Set task>
Reproduce the data below, substituting "Mark" for every occurrence of "Put a pin on" and keeping everything else unchanged. Omit the pictures from your answer.
* start Recorded information *
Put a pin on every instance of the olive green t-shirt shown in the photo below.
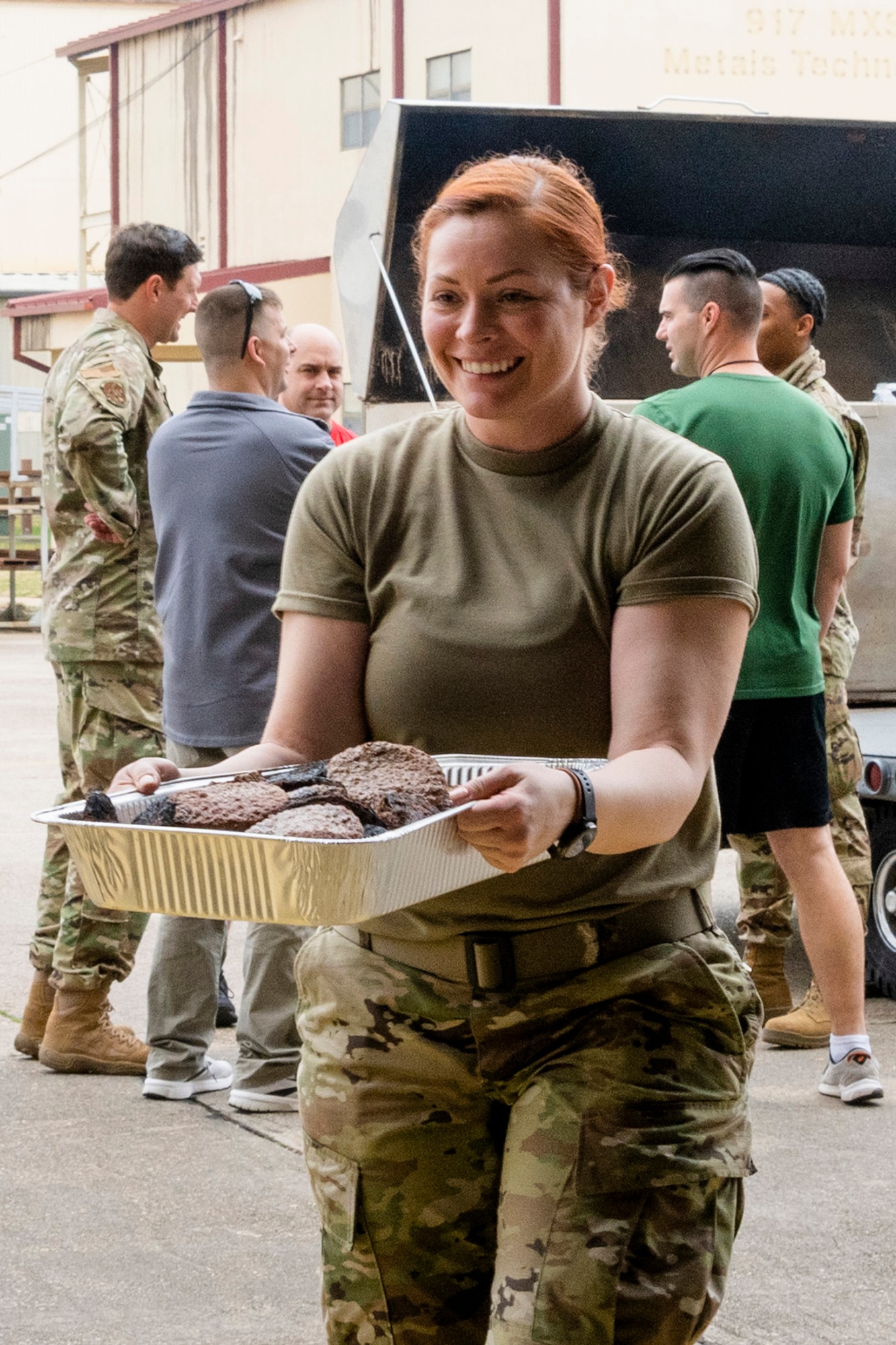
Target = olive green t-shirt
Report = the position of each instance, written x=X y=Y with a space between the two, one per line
x=795 y=473
x=489 y=580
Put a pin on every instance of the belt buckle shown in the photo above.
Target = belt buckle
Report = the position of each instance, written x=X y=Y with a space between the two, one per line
x=490 y=961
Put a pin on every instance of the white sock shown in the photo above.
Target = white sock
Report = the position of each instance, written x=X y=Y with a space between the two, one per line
x=841 y=1047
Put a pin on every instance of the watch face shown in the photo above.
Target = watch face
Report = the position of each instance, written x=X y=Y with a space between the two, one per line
x=580 y=844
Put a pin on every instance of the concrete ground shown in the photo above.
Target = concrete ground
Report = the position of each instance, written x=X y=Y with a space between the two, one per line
x=135 y=1223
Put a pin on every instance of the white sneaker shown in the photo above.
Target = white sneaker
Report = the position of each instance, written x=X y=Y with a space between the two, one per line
x=278 y=1097
x=856 y=1078
x=214 y=1075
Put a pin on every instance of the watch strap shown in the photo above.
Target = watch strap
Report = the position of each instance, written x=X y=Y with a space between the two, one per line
x=587 y=816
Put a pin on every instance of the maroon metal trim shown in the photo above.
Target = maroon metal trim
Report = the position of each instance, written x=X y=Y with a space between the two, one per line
x=222 y=139
x=17 y=349
x=170 y=20
x=553 y=53
x=83 y=301
x=397 y=49
x=115 y=143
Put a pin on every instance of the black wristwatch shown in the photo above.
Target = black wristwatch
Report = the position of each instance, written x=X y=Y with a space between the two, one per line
x=583 y=829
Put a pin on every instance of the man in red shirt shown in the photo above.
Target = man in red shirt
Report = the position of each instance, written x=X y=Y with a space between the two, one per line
x=314 y=379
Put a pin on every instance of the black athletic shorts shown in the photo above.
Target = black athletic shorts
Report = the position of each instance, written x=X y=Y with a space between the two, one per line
x=771 y=766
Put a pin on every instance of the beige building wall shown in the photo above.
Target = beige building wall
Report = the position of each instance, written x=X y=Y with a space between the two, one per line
x=814 y=60
x=169 y=131
x=507 y=38
x=288 y=176
x=40 y=123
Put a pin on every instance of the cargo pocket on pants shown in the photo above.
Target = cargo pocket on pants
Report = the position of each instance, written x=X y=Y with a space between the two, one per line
x=334 y=1182
x=354 y=1300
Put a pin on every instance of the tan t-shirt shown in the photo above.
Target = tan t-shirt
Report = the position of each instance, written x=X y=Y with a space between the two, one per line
x=489 y=580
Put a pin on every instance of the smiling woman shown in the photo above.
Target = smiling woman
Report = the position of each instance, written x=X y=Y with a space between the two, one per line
x=540 y=225
x=551 y=1144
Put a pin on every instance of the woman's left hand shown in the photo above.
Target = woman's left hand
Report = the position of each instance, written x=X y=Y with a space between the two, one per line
x=518 y=813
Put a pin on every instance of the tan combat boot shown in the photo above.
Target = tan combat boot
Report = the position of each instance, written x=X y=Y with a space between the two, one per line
x=34 y=1020
x=766 y=965
x=83 y=1040
x=806 y=1026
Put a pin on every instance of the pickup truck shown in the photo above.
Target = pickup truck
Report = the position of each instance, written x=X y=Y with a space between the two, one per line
x=787 y=193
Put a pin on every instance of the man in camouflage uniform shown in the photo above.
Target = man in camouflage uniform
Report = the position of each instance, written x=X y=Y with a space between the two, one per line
x=794 y=307
x=104 y=401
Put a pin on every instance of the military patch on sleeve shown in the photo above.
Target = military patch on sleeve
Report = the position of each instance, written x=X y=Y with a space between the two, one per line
x=115 y=393
x=108 y=371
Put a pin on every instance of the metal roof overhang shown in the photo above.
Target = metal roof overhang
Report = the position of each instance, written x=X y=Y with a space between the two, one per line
x=171 y=20
x=786 y=192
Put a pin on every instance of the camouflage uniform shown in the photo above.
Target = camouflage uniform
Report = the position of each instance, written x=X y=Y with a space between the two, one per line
x=103 y=404
x=560 y=1164
x=766 y=902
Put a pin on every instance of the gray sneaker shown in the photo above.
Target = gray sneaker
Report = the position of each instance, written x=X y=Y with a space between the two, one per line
x=856 y=1078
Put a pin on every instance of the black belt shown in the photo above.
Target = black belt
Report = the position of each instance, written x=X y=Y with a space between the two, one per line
x=494 y=961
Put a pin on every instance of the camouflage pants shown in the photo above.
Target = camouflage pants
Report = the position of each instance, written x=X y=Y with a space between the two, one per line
x=559 y=1165
x=766 y=900
x=108 y=715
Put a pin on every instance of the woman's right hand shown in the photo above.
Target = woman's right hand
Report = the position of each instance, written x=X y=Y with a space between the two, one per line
x=145 y=775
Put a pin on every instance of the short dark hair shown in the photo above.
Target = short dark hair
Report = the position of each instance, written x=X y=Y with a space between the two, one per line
x=725 y=278
x=221 y=322
x=805 y=293
x=139 y=252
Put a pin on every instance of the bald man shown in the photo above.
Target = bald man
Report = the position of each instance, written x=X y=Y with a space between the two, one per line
* end Recorded information *
Full response>
Mark every instance of the olive green t-shirt shown in the photo below.
Target = olive green t-shirt
Report = the position of each instance, written x=X y=Y with a space between the two, one per line
x=795 y=473
x=489 y=580
Mark every instance of the belt buckle shown in the photo above.
Target = belt buckle
Report = the position of each instance, written x=X y=Y with a space between the two, one per line
x=490 y=961
Mark every instance of the white sock shown in the photo above.
Target = white sock
Report = the position of each instance, written x=X y=Y with a space between the two, one per line
x=841 y=1047
Mark every instance of the watch face shown in the photo above.
Target = watch face
Report = the position of each instance, written x=X y=Y with a space between the two, one per line
x=580 y=844
Mark every instance of the concrete ground shown in the photo above.
Target = concrete ground
Report = the position of each instance, written x=X y=Y with a space between the two, one per line
x=135 y=1223
Mark every instance of the white sneaker shown in the photo above.
Target = white sneaker
Report = the position of each instance, written x=X y=Y with a space between the two, one per line
x=278 y=1097
x=856 y=1078
x=214 y=1075
Mark every instance of the watch strap shown in the photo above.
Target = watch strap
Report = the position of each instance, written x=X y=Y with a space between the two, one per line
x=587 y=816
Mark every instance of the maroon metal trim shown in the photo above.
Target = maroon metal trim
Report = the position of each instance, written x=X y=Y with a space between the two, one per line
x=222 y=139
x=17 y=349
x=170 y=20
x=553 y=53
x=83 y=301
x=397 y=49
x=115 y=143
Mark every instance of the black wristwatch shown in the photo above.
Target = black wristwatch
Report = the position of each instance, written x=X y=Y with a space between the two, one per line
x=583 y=829
Mark every instance of the man in red shirt shown in the photo above.
Target = man in red shirt
Report = the position of each instance, written x=X y=Y with a space between the two, one per line
x=314 y=379
Mark every instance of the black athletic shorts shown in the photo above.
Target = black athletic shorts
Report = the position of each instance, written x=X y=Y with a space between the two, one per line
x=771 y=766
Mark every instance of the beige building wall shown in the photo above.
Target = beige building wall
Report = the position of each instance, written x=X y=Y with a space between the two, one per line
x=814 y=60
x=169 y=131
x=507 y=38
x=288 y=176
x=40 y=123
Mark every instance of the cargo pocket on pants shown in the photo above.
Target = cargo pocket on pants
Report = the position of each instance, written x=X y=Y with a space between the two, one per line
x=334 y=1182
x=354 y=1300
Mark every instance of the tan t-shirt shown in the photo above.
Target = tan t-shirt
Report = the position of each instance, written x=X y=Y with a space between the two, one per line
x=489 y=580
Mark every instance of the smiling woman shown in the photo above.
Target = smiling woman
Report = the position of each instance, written x=X y=Y with a space between the two, one per line
x=540 y=225
x=551 y=1144
Mark every instance of the woman's left hand shown in the photo above.
Target = woman's left hand
Report = the position of each instance, written x=X y=Y with a space between the two, one per line
x=518 y=813
Mark every instance of the tan combat boot shown in the photo above.
Target = tan combat boot
Report = the position of each instance, written x=X y=Y with a space between the two, one per line
x=34 y=1020
x=766 y=965
x=83 y=1040
x=806 y=1026
Mark every instance of the pickup truck shown in the photo above.
Target = pickup truck
Report = the position of each instance, written x=X y=Y with a space between the two, one per line
x=787 y=193
Mark every instance of the man in camouflage uniform shown in the photo above.
Target = man in camouflage uniform
Report = the position of each instance, written x=X y=Y with a space between the two, one per line
x=794 y=307
x=104 y=401
Mark every instance of the military patch on sleeve shown in the photo above.
Target = military patch on sleeve
Report = the position of each instance, written x=X y=Y with a space between the two, one per line
x=115 y=393
x=108 y=371
Mark every instance of the metal roof overhang shown in the photo above.
Target = metal roof overhang
Report = the position of each instance, written x=X y=Y with a space between the two, one per line
x=171 y=20
x=786 y=192
Mark every instance of the camouflage uniform shown in the photo above.
Target = camouflage uniform
Report = the position of each instance, written x=X y=Y with a space between the two, one per line
x=103 y=404
x=560 y=1164
x=766 y=902
Mark every instance of the gray sneaker shown in the photo above.
Target = gray sneaker
Report = the position of each instance, written x=X y=Y with a space between the two, one per line
x=856 y=1078
Mark every instance of the black belt shown in the photo above.
Target = black belt
Report = the position of each instance, written x=X y=Y with a space between the two, one per line
x=494 y=961
Mark every instance of the camouflage pants shown in the photo above.
Target = camouflage pants
Report = the position of each instance, written x=X y=Y with a space between the two, one per line
x=559 y=1165
x=766 y=900
x=108 y=715
Mark every instance of the woman's right hand shown in the photo above.
Target = woman's right hand
Report = the position of each instance, written x=X y=Y with a space between the two, one per line
x=145 y=775
Mark every instance of the short dark hair shown in the photo above.
Target = short dark hair
Report = the position of each instance, written x=X y=Y with a space between the two, one per line
x=725 y=278
x=221 y=322
x=805 y=293
x=139 y=252
Mark every instance of the bald man shown in the photo above.
Target = bald man
Report = the position of each instance, written x=X y=Y with a space between the two, one per line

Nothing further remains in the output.